# [Page extract]
-------------------------

A motorcade featuring more than 200 motorcyclists escorted the hearse carrying Down Syndrome Ireland fundraiser and avid biker Aidan Lynam’s coffin back to Dublin last night.
The emotional procession made up of his friends and colleagues was in tribute to a 44 year-old father of three who died on Sunday while taking part in the Revup4DSI event which he had founded a decade ago to raise money for the Down Syndrome Ireland.
Mr Lynam’s motorbike collided with a car on the outskirts of Kilkee in Co Clare. He was airlifted to hospital but was later pronounced dead.
Pat Clarke, chief executive of Down Syndrome Ireland, told how he was in Ennis manning one of the checkpoints for the event when his friend passed through his checkpoint about an hour before the accident. He said he got a text saying there had been a crash and that it was Mr Lynam, but initially he didn’t realise how serious it was.
He said they called a halt to the motorcycle challenge for the day and all of the people there went to the local hotel to hold a celebration of the Dubliner’s life.

-------------------------

# [Data extracts]

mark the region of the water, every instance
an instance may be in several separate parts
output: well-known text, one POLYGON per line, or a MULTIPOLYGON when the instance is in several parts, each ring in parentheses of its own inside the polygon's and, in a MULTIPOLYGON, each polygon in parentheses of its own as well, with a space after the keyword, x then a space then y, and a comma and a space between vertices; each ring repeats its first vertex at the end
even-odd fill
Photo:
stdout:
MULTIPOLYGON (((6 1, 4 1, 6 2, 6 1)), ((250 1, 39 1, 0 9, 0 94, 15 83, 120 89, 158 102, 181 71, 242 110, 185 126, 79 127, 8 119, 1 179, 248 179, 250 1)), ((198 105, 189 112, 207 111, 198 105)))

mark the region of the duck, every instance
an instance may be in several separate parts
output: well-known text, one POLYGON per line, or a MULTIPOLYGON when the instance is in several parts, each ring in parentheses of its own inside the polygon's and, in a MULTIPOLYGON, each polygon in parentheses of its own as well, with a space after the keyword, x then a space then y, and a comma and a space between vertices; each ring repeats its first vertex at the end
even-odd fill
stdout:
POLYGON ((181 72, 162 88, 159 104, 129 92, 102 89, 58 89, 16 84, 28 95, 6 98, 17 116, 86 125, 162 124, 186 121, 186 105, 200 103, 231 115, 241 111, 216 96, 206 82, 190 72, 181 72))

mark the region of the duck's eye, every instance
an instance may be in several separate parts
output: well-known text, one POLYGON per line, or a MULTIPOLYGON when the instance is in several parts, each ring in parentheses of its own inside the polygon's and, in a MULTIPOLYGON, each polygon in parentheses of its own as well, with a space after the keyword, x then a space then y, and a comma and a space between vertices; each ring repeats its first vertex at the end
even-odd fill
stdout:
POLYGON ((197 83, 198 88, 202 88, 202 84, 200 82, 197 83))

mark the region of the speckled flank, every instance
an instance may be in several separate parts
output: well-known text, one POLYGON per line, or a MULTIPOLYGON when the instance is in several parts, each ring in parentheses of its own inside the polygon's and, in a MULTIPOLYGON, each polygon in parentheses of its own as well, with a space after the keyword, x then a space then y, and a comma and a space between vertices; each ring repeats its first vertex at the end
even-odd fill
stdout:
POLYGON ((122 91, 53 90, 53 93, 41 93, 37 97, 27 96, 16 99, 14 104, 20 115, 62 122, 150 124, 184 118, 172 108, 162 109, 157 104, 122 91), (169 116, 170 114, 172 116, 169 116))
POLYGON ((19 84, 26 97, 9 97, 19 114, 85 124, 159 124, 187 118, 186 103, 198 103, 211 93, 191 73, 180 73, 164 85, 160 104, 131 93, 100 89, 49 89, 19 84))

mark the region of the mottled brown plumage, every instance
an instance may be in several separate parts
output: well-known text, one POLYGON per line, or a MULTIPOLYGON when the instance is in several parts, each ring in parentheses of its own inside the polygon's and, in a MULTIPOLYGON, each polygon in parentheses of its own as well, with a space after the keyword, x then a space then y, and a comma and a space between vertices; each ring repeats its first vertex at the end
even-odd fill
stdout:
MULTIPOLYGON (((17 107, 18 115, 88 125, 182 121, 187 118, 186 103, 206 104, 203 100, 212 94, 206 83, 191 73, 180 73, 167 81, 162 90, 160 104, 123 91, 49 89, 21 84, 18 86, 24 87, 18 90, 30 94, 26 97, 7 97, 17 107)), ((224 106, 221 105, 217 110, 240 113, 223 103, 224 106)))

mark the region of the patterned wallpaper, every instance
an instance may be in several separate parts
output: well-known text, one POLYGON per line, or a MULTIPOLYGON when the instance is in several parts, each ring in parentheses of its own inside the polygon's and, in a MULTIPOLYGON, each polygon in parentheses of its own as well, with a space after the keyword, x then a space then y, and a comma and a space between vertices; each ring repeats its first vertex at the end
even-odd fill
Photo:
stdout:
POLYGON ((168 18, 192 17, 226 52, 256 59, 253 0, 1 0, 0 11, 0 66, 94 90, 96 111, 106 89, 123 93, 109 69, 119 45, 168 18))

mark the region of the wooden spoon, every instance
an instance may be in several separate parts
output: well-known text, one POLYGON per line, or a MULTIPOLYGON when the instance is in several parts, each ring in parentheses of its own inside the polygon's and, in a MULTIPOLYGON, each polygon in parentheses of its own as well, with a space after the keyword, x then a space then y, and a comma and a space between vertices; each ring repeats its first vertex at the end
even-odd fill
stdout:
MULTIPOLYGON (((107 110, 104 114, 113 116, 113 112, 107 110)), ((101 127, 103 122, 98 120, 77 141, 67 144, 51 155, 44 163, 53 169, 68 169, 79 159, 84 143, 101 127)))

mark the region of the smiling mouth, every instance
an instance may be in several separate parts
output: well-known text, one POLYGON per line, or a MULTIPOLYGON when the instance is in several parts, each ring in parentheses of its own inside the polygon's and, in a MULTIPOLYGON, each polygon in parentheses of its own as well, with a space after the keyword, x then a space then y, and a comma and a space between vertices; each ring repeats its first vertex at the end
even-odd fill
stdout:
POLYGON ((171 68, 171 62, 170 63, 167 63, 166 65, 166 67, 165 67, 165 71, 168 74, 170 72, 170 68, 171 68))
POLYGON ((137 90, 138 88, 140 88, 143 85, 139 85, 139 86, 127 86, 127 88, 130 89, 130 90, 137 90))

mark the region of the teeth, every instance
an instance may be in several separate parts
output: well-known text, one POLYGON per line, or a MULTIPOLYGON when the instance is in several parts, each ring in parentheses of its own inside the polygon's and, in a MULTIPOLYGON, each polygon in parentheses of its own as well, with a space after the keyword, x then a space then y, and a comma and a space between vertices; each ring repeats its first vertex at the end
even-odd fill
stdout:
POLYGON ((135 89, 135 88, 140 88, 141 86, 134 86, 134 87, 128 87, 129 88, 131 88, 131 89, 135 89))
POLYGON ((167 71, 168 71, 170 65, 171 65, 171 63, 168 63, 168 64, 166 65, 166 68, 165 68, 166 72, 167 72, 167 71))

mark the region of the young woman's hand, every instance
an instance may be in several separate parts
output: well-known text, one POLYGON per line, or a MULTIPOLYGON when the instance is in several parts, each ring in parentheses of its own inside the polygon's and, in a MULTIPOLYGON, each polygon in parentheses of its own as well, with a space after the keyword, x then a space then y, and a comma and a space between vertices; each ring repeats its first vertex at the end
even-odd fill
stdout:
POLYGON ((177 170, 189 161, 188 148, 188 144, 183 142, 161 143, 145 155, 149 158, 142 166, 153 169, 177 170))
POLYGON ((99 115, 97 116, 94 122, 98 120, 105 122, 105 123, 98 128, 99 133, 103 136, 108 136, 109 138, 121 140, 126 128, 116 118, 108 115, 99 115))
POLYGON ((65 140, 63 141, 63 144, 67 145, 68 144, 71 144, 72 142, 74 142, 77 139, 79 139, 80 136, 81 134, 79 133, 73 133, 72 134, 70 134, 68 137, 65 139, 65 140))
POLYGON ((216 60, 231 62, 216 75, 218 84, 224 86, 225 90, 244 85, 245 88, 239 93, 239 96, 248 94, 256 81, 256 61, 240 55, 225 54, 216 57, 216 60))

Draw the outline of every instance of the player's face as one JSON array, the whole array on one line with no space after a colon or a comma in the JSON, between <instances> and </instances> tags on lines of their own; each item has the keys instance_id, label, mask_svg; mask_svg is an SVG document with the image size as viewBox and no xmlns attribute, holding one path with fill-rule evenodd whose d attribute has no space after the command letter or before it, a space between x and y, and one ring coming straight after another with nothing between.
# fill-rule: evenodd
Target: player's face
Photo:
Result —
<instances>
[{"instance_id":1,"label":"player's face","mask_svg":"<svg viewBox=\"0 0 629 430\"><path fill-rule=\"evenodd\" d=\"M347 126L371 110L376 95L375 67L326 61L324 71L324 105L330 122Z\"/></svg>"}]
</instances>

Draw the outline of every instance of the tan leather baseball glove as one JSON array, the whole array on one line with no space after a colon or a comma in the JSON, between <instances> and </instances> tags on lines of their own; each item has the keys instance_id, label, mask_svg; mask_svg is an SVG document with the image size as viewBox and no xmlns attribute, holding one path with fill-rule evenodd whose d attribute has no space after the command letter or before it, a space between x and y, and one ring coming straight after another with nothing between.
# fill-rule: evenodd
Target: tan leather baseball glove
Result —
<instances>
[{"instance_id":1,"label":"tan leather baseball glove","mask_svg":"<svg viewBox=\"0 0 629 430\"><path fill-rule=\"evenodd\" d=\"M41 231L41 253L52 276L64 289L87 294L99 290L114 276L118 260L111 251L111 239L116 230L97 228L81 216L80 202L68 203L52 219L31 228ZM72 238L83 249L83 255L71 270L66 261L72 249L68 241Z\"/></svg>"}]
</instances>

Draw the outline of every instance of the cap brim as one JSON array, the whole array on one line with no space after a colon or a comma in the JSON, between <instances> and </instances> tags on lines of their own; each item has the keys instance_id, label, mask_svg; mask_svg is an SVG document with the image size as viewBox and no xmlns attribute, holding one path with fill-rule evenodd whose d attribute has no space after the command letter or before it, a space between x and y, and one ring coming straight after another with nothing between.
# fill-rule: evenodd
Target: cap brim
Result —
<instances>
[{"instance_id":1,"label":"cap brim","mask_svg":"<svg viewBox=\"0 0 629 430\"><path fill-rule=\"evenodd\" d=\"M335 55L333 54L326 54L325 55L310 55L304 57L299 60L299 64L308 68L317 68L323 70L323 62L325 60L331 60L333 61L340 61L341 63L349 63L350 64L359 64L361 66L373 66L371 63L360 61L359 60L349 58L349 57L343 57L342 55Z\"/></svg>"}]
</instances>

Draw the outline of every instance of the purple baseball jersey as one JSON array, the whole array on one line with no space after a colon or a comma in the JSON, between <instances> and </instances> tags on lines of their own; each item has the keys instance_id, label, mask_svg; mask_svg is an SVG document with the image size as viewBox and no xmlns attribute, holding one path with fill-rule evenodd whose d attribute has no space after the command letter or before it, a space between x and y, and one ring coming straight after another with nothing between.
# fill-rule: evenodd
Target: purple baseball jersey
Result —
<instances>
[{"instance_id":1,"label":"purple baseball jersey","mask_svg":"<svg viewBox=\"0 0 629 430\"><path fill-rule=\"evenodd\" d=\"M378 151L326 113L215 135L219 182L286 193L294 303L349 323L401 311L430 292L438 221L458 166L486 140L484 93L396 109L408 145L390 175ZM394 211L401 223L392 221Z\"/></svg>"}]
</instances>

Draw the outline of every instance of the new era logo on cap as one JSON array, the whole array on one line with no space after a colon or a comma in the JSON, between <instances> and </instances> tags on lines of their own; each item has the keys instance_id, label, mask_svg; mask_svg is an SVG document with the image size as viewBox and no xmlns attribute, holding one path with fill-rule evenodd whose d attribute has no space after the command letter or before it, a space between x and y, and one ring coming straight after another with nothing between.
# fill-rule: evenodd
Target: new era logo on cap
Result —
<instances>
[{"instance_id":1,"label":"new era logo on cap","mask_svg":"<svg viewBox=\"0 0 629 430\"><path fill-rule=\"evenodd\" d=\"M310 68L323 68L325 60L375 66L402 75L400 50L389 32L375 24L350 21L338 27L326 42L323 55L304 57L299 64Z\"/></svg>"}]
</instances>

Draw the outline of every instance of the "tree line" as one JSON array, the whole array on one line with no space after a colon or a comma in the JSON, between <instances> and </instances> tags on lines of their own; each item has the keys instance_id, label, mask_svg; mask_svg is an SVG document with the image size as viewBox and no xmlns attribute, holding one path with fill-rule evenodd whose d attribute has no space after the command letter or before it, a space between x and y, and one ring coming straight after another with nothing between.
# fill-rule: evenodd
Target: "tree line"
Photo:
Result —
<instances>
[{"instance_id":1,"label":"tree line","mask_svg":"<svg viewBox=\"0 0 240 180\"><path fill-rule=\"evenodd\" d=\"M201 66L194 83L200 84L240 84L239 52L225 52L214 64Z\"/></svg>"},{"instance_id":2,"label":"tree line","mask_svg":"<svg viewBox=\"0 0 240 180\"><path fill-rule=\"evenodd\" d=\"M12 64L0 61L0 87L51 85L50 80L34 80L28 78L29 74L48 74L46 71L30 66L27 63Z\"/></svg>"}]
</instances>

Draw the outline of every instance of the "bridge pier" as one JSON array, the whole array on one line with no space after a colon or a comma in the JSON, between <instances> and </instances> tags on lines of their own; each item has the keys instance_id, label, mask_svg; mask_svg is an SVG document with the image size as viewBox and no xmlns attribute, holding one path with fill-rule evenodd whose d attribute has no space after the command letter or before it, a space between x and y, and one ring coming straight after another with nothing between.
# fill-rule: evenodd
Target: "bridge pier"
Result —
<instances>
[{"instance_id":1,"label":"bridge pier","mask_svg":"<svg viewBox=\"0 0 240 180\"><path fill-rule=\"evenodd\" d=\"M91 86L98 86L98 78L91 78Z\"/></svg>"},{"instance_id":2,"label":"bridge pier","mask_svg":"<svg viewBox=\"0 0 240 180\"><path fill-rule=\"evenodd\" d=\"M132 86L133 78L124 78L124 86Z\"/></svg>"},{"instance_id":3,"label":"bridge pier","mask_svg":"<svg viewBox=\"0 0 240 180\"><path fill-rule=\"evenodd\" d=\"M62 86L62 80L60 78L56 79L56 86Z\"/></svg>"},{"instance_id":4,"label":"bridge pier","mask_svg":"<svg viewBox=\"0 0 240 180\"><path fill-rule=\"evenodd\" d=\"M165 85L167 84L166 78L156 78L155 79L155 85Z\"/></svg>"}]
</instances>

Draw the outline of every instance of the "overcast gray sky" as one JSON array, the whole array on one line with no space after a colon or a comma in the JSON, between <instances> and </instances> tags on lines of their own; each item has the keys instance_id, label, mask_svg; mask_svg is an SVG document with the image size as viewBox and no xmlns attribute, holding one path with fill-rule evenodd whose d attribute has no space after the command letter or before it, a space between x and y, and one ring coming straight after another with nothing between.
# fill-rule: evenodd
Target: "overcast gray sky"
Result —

-------------------------

# [Brief 1]
Answer these from the report on Aidan Lynam:
(a) How many motorcyclists were in the motorcade that escorted the hearse?
(b) Where did Mr Lynam's motorbike collide with a car?
(c) In which town was Pat Clarke manning a checkpoint?
# [Brief 2]
Summarize the report on Aidan Lynam in two sentences.
# [Brief 3]
Resume the report on Aidan Lynam after its final sentence.

# [Expected output 1]
(a) More than 200.
(b) On the outskirts of Kilkee in Co Clare.
(c) Ennis.

# [Expected output 2]
More than 200 motorcyclists escorted the hearse of Aidan Lynam, a 44-year-old father of three and Down Syndrome Ireland fundraiser, back to Dublin after he died on Sunday during the Revup4DSI event he had founded a decade earlier. His motorbike collided with a car outside Kilkee in Co Clare, and the day's challenge was halted so participants could hold a celebration of his life at a local hotel.

# [Expected output 3]
As well as his job, Down Syndrome Ireland was a charity close to his heart, not least because he and his wife Nikki have a daughter Robyn who has Down Syndrome. They also have two sons, Jake and Harry.
Pat Clarke told how the Rev-up4DSI event which Mr Lynam founded had raised 1.6 million over the last 10 years for the charity.
“Aidan was much more than that. He was a father, a husband and he was involved in many, many other fundraising events like the Tour de Munster, the Tour de Leinster, Lap de Gaps with The Reservoir Cogs and also with the Maynooth Galway cycle,” he told RTÉ radio. “He had a broad outreach to an awful lot of people and his passing will affect an awful lot of people, not least within the community of families within the Down Syndrome Community.”
Aidan Lynam was an absolute gent He did great work and we had some good laughs
Pat Clarke said Mr Lynam was very “forthright” in assisting his colleagues in dealing with all the issues that they encountered in relation to Down Syndrome over the last number of years such as health concerns, medical cards and resource teaching hours.
“He will be sadly missed among all my colleagues in Down Syndrome Ireland and within the broader community of families with a child with Down Syndrome,” he said.
Hundreds of bikes arriving in Dublin now as they accompany the remains of the late Aidan Lynam back home pic.twitter.com/04pXaq1lzW— Emma Jane Hade (@emmajhade) May 4, 2015
Paul Sheridan of Tour de Munster described Mr Lynam as someone who was giving of his time and his spirit and who “inspired people to give the best of themselves”.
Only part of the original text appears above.